### What the task asks
Can you return all of the entries below verbatim, keeping every line and character unchanged?

### Record extracts

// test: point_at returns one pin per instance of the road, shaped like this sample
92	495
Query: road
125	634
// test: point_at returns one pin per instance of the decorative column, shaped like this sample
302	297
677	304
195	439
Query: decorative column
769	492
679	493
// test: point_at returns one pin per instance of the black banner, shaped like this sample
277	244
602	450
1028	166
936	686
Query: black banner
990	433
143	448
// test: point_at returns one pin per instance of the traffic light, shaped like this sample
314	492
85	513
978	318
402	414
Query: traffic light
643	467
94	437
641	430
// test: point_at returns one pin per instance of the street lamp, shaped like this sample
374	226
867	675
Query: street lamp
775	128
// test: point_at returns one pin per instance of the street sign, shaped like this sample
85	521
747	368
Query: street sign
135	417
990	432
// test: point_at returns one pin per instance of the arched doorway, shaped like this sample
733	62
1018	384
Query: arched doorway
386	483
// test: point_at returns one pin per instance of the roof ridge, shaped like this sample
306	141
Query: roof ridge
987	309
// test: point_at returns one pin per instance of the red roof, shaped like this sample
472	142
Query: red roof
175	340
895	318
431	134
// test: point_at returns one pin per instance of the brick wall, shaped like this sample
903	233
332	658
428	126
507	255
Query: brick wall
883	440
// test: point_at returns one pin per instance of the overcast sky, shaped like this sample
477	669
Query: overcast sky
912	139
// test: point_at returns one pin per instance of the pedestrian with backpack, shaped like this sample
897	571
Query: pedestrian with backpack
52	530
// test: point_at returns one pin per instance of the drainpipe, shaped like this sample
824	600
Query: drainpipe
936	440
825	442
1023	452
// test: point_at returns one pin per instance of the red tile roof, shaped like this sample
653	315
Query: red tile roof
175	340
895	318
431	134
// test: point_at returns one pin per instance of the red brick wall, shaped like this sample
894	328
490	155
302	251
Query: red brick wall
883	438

### Written answer
// test: point_at returns one pin per instance of the road, shaped like this sample
92	495
Query: road
125	634
// test: point_at returns one pin per instance of the decorative column, shaped like this sample
302	297
677	304
195	439
Query: decorative column
769	492
679	493
// test: point_at returns one pin per instance of the black banner, shaped like this sample
277	244
602	450
1028	166
936	686
Query: black banner
990	433
143	448
// test: point_at returns one pin per instance of the traffic light, shaped like this sample
314	492
85	513
978	318
402	414
Query: traffic light
643	467
94	437
641	430
// test: point_at returns one pin per instance of the street lamp, shaped like this sample
374	226
867	675
Query: street lamp
775	128
// test: point_at returns one pin per instance of the street sign, shaped like this sample
85	521
747	368
Query: street sign
135	417
990	432
// test: point_at returns one pin per instance of the arched doorway, shaped like this sample
733	62
1018	384
Query: arched doorway
386	483
// test: point_at returns one pin per instance of the roof ridge, shaped like this sample
306	141
Query: roof ridge
987	309
// test: point_at returns one pin per instance of the red roof, shaped like this sample
472	142
Query: red roof
175	340
895	318
431	134
// test: point_at returns one pin per instance of the brick wall, shaped like this sample
903	233
332	658
428	126
507	255
Query: brick wall
883	440
// test: point_at returns one pin per instance of the overcast sky, shaped like this sample
477	669
Query: overcast sky
912	139
// test: point_at returns one pin per instance of the pedestrian with backpack, shaped like this sample
897	571
Query: pedestrian with backpack
52	530
// test: point_at returns one pin per instance of the drainpipe, shaped like this sample
824	600
Query: drainpipe
936	440
825	442
1023	452
// test: point_at returns one pin per instance of the red tile roof, shaped like this sample
653	315
Query: red tile roof
175	340
895	318
431	134
// test: point_at returns one pin per instance of the red brick wall, shaped like this sample
894	328
490	155
302	251
Query: red brick wall
883	438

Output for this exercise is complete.